**Exercise directions**
Render the lines of the entries as a numbered list, omitting any blank lines. Include only the part that opens with the line containing "Could there be any bird in" and closes with the line containing "744;452;768;476", both ends included.

**Data shown**
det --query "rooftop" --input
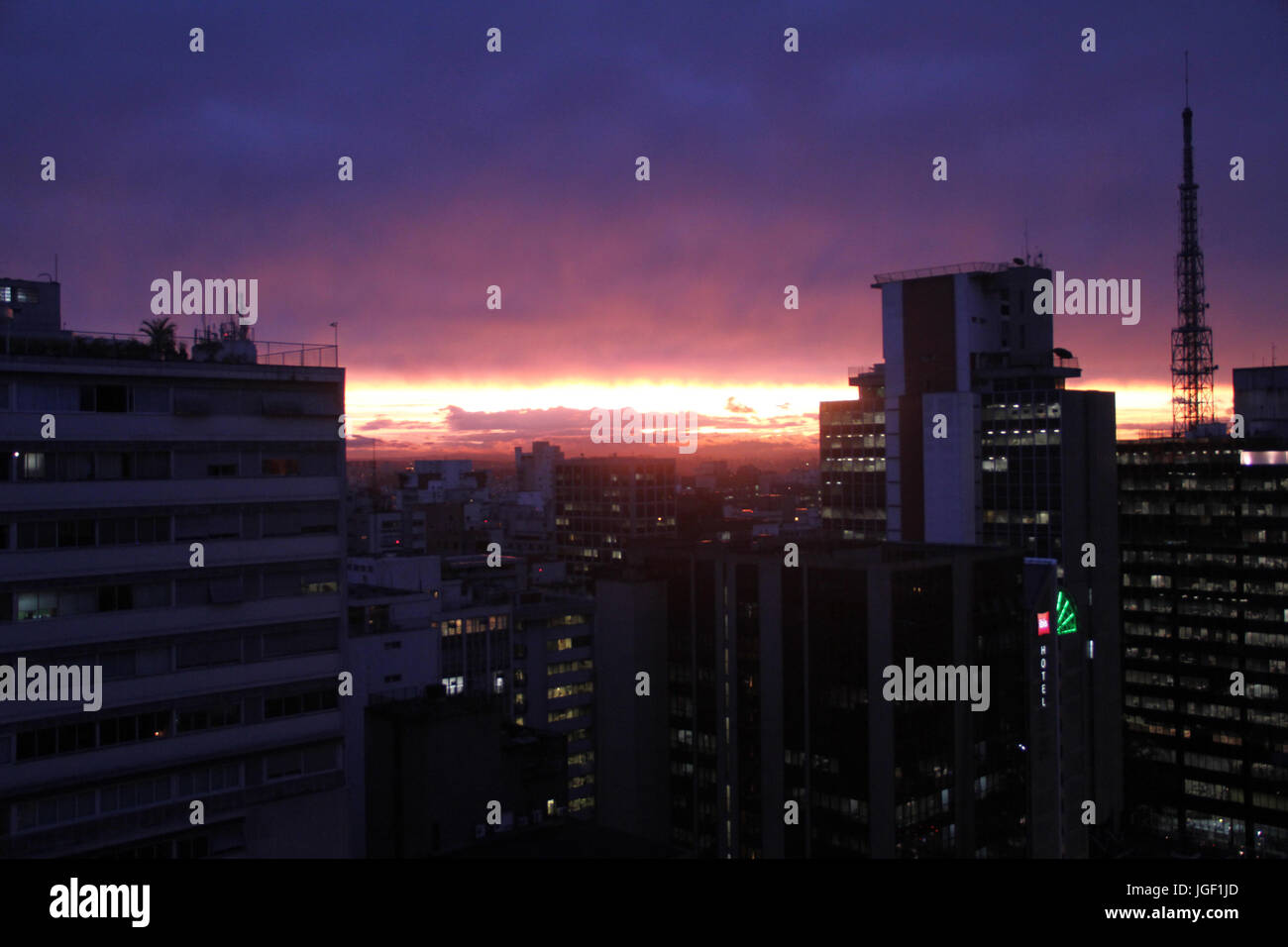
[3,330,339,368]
...
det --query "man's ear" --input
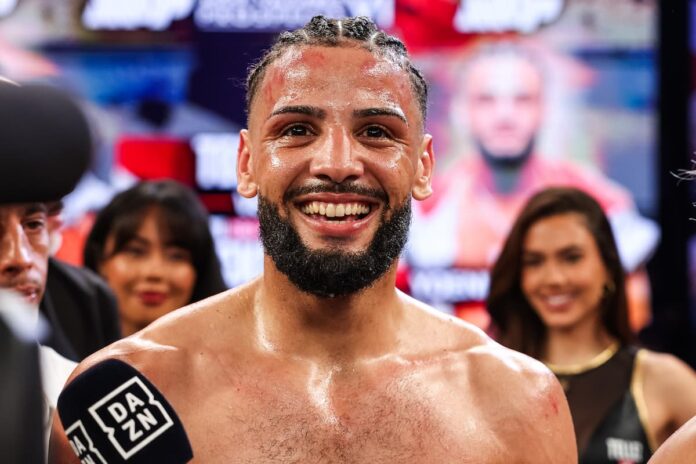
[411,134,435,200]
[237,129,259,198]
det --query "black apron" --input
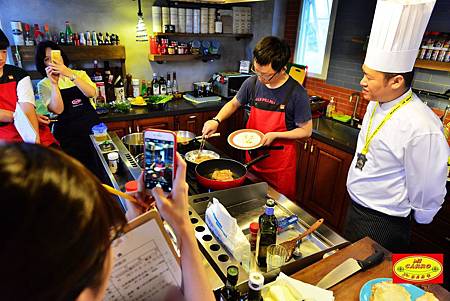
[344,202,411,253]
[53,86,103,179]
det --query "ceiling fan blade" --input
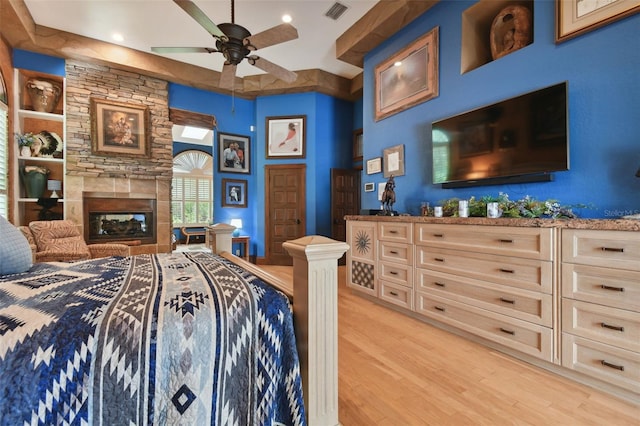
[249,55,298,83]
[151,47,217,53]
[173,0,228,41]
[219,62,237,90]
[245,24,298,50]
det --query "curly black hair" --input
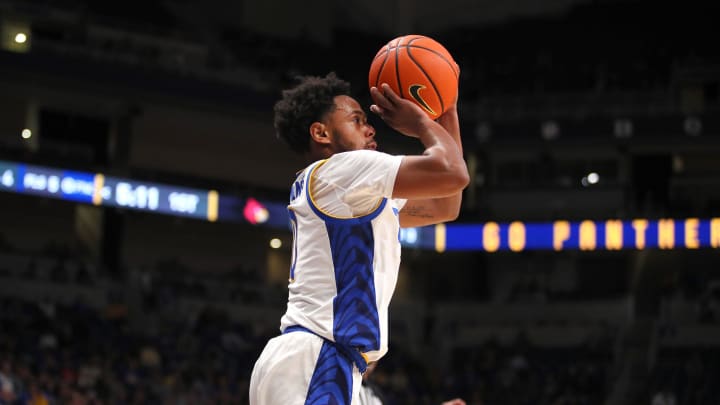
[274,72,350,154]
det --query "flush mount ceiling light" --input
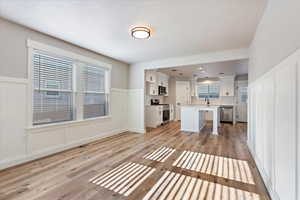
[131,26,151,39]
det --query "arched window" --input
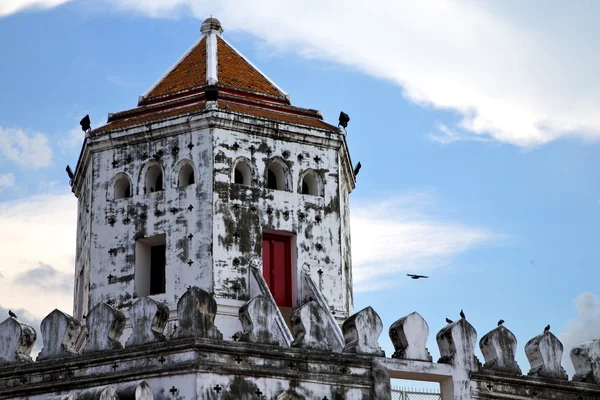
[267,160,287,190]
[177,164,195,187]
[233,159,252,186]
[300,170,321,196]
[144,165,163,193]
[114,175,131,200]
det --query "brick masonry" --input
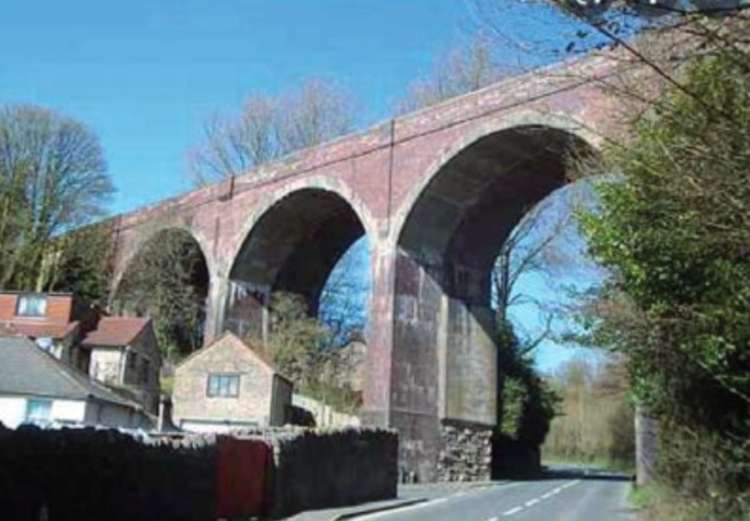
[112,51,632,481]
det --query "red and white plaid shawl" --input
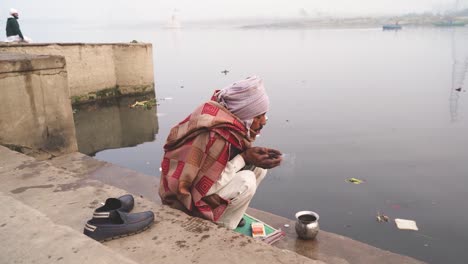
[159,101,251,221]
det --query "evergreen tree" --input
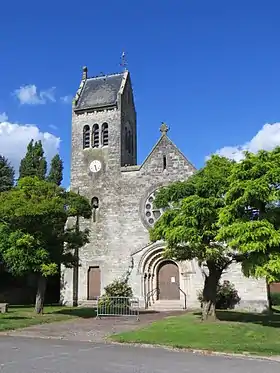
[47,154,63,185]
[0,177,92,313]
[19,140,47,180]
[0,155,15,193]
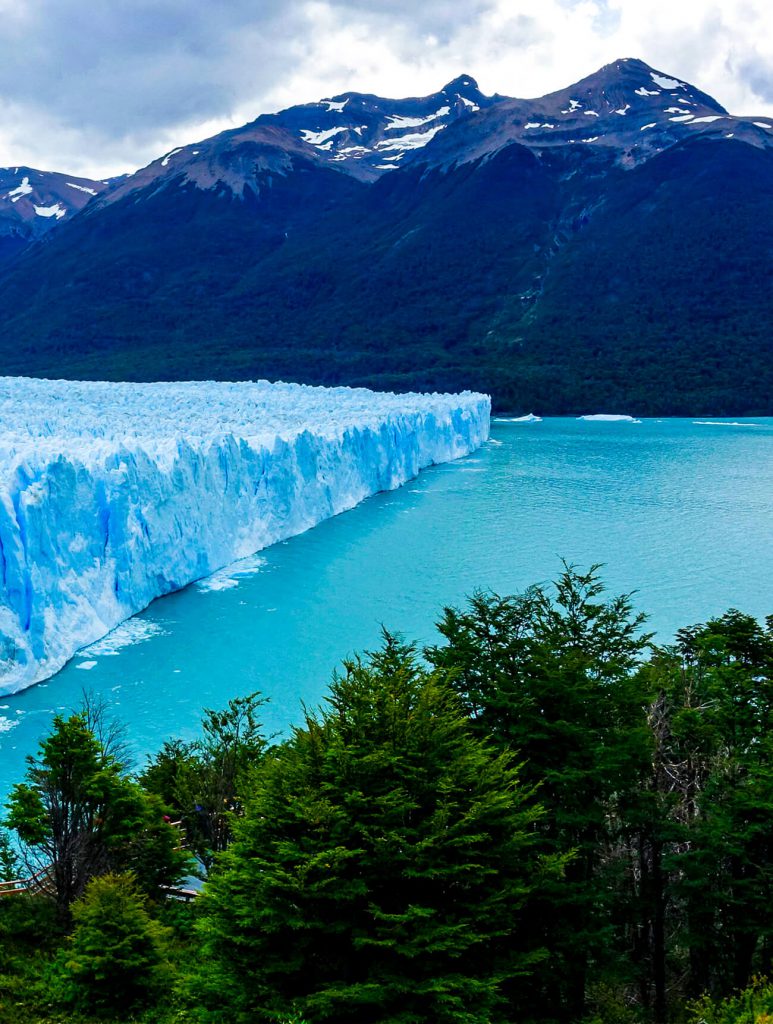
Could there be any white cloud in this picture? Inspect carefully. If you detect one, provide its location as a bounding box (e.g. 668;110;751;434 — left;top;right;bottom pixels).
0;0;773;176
* * *
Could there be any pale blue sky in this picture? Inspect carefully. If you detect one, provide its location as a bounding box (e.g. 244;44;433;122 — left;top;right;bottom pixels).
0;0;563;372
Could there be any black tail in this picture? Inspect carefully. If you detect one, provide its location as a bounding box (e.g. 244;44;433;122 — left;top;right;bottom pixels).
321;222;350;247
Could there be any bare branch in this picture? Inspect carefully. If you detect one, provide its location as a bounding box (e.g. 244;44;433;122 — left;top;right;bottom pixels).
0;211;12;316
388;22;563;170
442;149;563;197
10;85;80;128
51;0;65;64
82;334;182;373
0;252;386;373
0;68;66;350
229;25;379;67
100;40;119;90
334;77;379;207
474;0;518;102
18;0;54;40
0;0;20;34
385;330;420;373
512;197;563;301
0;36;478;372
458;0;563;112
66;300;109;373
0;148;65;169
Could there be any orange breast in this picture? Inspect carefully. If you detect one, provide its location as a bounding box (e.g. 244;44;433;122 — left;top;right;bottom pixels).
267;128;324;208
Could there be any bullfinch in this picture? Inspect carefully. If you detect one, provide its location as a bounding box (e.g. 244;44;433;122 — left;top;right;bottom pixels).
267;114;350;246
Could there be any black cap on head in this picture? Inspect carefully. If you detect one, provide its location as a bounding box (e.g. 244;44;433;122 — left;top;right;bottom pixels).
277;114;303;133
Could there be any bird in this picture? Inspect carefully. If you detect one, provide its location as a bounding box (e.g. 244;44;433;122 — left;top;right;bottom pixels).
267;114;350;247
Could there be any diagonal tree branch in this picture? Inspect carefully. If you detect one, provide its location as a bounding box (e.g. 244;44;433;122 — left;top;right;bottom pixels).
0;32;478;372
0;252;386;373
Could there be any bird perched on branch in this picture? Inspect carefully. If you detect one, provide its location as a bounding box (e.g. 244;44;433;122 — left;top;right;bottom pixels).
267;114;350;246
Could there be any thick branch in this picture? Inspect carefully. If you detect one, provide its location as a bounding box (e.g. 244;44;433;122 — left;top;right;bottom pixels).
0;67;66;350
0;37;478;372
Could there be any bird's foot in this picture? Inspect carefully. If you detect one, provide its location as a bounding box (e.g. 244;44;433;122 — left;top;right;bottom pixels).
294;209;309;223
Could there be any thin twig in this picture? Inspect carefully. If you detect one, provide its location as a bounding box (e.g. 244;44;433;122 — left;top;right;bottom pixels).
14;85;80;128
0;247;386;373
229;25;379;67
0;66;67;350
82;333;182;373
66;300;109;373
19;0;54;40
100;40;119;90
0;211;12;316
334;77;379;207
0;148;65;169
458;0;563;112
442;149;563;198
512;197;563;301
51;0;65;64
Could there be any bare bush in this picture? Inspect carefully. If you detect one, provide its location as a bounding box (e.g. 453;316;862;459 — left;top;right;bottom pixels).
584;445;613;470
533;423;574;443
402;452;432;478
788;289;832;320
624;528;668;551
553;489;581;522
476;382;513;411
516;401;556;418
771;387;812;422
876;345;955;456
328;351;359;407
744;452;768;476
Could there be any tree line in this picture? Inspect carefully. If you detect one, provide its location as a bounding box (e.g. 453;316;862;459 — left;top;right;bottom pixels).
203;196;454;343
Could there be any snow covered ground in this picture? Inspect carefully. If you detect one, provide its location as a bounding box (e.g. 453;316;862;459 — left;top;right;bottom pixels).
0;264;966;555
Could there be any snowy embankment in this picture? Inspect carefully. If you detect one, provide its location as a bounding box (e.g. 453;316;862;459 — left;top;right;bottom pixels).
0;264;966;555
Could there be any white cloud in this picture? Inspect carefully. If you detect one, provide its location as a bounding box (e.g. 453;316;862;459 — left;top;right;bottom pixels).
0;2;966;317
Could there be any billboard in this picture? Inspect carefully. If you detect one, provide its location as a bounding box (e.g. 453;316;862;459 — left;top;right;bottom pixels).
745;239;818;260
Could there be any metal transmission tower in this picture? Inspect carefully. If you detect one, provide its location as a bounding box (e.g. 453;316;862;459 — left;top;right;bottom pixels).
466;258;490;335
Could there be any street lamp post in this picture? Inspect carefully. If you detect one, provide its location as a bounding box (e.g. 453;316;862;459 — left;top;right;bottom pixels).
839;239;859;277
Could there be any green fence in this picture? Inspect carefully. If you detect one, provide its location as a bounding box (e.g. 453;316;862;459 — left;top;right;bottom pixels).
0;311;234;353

**Worked answer**
1. Could there be any bird in this picture? Inspect carefully. If you detect one, provide its location as a bounding box (e.g. 244;44;433;122 — left;top;right;bottom pixels).
2. 267;114;350;247
3. Could there be any diagonal tree branch in this picture? Inspect carefully. If you detect one, provide its location as a bounding box (e.g. 244;44;433;122 — left;top;right;bottom pixels).
4. 0;32;478;372
5. 0;252;386;373
6. Could there be any bird perched on branch in this picture? Inspect carefully. If you detect one, provide its location as a bounding box (e.g. 244;44;433;122 — left;top;right;bottom pixels).
7. 267;114;350;246
8. Could there be any thick branch in this picture? Inspect carefully. If you detect one, provide its location as a bounding box (e.g. 244;44;433;122 — left;top;right;bottom pixels).
9. 0;67;66;350
10. 0;37;478;372
11. Could there be any bird's foot in this picture? Inspect carefully. If you detect one, provide its location as a bounding box (e.g. 244;44;433;122 — left;top;right;bottom pixels).
12. 294;209;309;223
13. Could there be any thin twig in this picture? Inspect carefully. If you detect one, provide its location as a bounding box (e.g. 244;44;433;122 — left;top;right;bottom pixels).
14. 14;85;80;128
15. 0;247;386;373
16. 229;25;379;67
17. 0;66;67;350
18. 82;333;182;373
19. 66;300;109;373
20. 19;0;54;40
21. 100;40;119;90
22. 0;211;12;316
23. 334;77;379;207
24. 0;148;65;169
25. 458;0;563;112
26. 442;149;563;198
27. 512;197;563;301
28. 51;0;65;64
29. Could there be any bare bush in this picture? Inspect carefully. If you detect one, provide its location as a bounding box (e.g. 453;316;862;459 — left;top;right;bottom pixels).
30. 584;445;613;470
31. 533;423;574;443
32. 402;452;432;478
33. 788;289;832;320
34. 624;528;668;551
35. 553;489;581;522
36. 476;382;513;411
37. 516;401;556;418
38. 771;387;812;422
39. 876;345;955;456
40. 328;351;359;407
41. 744;452;768;476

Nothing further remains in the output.